= Question courte =
D'après le texte sur les marques de boulangerie, quel produit le groupement Banette a-t-il récemment proposé ?

====== Extrait du texte ======

Les sachets sont un élément de communication important. Seulement, il ne faudrait pas les utiliser pour proposer des poèmes d'un goût douteux.

Les sachets sont un élément de communication important. Seulement, il ne faudrait pas les utiliser pour proposer des poèmes d’un goût douteux.

Il ne fallait pas espérer que cette situation soit éternelle : au fil des années, la puissance de ces marques s’est essoufflée, que ce soit par la lassitude des artisans ou celle des consommateurs, du fait de la qualité plus que relative des produits. Bien sûr, certaines zones géographiques restent encore très marquées par leur présence, et la région parisienne s’est plus fortement émancipée de ces groupements que le reste du territoire.
Pour tenter d’inverser la tendance, certains ont changé leur fusil d’épaule pour donner l’impression de développer une stratégie mieux centrée sur l’artisan et sur le développement de son identité propre. C’est ainsi que l’on a vu naitre « Le Pain Boulanger » chez Banette, le nouveau concept Campaillette chez les Grands Moulins de Paris plus récemment, mais aussi l’avènement de « marques » plus diffuses chez des acteurs artisanaux comme les Moulins Bourgeois, les Moulins de Chars ou de Chérisy. L’enseigne « Artisan Boulanger » s’est vue accompagner de nombreux adjectifs (« de qualité », …) puis déclinée en de nombreuses couleurs.

Seulement voilà. A mon sens, il ne suffit pas de comprendre, il faudrait apprendre. Chercher à renouveler profondément le genre, arrêter de produire du marketing pour lui-même et re-bâtir l’approche sur le produit, sur le goût et les émotions qu’il peut produire. Au delà de ça, c’est un véritable travail de recentrage sur les fondamentaux du métier qui est à mener : faire du ménage dans toutes ces marques, dont certaines sont des doublons volontaires, et inciter les boulangers à s’exprimer.

Quand les industriels s’en mêlent, un beau mélange des genres

Banette au Carambar

Comme s’il fallait en rajouter, les industriels s’en mêlent et invitent leurs marques au sein des boulangeries artisanales. Récemment, le groupement Banette a eu la fine idée de proposer la « Banette Carambar », un pain viennois garni de crème au carambar. On se demande encore si la blague est le produit lui-même ou si elle est seulement inscrite sur le sachet.

====== Données brutes ======

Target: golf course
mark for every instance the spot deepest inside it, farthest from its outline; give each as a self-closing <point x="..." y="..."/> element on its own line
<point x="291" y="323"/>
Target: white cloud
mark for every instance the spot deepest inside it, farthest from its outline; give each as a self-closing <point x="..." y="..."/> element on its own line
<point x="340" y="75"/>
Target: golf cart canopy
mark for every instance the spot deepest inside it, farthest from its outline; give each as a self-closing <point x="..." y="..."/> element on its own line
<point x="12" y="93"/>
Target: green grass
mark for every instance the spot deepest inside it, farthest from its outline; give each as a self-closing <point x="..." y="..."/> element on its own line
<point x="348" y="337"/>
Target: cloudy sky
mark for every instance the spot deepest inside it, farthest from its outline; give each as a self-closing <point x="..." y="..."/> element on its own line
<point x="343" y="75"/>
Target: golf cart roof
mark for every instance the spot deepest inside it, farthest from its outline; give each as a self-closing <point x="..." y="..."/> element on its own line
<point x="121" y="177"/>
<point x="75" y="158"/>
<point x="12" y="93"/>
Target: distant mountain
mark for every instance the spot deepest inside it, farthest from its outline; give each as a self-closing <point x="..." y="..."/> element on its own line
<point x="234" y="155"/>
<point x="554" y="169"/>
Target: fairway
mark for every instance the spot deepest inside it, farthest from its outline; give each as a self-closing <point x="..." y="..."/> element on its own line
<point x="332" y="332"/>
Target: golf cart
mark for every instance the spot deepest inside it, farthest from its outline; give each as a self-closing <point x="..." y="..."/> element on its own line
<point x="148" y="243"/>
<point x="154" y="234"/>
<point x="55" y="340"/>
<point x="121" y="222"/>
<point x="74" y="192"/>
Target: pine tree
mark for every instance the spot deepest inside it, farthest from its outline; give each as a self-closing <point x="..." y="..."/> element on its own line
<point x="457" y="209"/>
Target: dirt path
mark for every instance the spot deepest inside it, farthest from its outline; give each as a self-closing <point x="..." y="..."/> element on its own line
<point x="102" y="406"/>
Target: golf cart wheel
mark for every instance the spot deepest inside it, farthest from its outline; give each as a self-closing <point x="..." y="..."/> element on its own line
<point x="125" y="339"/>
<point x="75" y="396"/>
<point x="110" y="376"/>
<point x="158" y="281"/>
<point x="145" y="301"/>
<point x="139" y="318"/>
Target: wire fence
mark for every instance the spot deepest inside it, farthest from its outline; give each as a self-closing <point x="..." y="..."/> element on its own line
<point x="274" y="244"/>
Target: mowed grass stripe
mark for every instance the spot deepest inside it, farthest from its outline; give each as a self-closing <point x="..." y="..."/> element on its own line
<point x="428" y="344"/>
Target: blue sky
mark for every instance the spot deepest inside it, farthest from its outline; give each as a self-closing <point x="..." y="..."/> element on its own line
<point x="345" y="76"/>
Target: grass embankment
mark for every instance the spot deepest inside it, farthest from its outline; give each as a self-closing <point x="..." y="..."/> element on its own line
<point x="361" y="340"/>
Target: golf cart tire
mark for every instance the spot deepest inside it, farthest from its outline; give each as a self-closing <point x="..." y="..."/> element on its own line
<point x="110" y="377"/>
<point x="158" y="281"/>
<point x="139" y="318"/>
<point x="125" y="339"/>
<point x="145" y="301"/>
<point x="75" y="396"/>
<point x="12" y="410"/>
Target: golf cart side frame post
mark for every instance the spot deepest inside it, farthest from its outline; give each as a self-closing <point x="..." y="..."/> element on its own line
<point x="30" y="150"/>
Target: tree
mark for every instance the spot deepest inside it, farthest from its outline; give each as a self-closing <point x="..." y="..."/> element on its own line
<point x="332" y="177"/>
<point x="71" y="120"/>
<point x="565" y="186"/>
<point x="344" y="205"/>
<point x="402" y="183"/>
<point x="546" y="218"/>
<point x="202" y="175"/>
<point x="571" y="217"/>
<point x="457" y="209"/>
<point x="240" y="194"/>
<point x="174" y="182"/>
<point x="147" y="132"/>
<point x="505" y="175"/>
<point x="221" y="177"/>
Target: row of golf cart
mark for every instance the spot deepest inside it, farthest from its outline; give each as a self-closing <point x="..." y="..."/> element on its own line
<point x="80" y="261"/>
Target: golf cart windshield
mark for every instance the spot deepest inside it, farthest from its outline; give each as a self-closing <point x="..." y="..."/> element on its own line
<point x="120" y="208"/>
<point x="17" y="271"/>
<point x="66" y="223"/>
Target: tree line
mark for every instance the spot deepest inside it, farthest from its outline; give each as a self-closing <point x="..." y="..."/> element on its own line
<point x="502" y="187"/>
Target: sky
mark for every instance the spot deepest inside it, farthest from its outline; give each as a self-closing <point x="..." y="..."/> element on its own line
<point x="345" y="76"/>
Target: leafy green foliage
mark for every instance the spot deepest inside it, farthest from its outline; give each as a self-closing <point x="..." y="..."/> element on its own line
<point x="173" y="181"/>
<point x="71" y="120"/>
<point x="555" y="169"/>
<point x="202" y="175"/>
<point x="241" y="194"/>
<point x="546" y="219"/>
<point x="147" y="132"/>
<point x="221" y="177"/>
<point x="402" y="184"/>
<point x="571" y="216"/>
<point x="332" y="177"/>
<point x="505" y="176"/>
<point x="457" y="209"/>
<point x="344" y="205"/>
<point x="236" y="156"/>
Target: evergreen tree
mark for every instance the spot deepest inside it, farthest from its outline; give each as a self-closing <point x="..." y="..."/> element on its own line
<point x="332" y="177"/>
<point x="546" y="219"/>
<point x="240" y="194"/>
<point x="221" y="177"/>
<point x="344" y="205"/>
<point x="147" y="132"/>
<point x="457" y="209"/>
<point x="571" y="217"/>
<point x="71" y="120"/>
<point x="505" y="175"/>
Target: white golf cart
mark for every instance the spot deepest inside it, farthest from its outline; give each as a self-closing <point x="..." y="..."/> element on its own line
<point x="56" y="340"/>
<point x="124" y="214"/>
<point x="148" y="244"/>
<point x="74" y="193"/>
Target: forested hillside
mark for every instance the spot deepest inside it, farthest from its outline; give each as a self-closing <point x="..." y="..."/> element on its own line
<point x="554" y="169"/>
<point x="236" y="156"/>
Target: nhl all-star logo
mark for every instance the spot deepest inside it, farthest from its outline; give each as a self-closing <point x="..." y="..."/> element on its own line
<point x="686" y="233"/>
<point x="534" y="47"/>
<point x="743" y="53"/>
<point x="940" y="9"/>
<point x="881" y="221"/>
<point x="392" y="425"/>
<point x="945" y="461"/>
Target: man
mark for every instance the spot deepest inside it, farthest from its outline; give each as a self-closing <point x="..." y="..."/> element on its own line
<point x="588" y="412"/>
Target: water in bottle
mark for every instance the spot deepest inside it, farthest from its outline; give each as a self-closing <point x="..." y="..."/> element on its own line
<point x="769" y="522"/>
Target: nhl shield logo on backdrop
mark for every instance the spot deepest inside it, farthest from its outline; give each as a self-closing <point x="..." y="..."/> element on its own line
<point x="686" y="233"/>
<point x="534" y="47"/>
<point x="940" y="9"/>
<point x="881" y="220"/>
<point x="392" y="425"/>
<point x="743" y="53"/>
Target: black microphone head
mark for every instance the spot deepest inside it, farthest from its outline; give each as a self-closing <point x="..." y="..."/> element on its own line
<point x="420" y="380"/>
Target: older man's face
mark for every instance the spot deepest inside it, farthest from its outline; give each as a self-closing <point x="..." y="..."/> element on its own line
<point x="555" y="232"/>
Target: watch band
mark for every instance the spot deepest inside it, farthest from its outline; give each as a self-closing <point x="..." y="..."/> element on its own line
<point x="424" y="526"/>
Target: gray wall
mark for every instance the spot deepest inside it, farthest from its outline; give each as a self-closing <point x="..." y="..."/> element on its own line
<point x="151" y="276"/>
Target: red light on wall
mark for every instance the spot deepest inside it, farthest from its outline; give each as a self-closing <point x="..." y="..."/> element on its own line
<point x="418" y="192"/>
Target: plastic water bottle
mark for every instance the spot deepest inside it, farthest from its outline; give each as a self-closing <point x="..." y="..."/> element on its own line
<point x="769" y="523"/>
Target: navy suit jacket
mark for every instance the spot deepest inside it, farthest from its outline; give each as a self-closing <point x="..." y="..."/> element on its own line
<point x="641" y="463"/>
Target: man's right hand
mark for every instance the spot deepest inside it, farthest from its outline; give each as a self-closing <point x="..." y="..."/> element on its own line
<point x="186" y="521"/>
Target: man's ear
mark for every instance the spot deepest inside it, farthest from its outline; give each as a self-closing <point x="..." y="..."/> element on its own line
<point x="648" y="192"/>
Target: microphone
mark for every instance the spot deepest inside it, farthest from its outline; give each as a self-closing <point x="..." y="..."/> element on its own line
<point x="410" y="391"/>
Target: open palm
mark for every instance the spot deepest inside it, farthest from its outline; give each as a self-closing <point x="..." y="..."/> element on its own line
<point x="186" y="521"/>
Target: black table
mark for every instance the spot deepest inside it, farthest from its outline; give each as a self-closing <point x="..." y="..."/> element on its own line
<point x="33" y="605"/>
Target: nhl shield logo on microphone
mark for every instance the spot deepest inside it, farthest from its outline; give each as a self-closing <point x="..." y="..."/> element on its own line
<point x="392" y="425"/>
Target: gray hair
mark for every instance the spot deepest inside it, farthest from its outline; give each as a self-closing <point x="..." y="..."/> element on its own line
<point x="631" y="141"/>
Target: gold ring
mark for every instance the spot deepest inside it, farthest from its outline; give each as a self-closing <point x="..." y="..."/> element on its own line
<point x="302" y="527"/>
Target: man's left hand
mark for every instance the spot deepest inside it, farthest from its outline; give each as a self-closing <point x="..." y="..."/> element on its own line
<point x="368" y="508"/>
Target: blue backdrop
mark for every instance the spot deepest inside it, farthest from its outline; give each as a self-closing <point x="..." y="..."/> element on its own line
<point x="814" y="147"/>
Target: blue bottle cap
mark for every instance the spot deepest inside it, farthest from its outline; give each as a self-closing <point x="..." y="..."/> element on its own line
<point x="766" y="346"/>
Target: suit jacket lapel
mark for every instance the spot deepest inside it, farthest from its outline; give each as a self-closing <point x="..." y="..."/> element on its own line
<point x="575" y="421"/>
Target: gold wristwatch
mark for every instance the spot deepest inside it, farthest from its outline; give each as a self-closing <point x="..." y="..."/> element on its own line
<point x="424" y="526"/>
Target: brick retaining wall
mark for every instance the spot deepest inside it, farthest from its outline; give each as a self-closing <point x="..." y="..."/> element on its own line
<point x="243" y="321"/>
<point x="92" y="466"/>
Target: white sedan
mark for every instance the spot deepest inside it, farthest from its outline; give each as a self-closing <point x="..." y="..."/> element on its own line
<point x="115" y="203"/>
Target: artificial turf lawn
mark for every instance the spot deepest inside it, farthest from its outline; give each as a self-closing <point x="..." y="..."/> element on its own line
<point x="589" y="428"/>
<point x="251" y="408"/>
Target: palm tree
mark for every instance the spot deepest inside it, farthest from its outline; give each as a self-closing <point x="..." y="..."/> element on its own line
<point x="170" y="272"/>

======

= Corrigé =
La « Banette Carambar », un pain viennois garni de crème au carambar.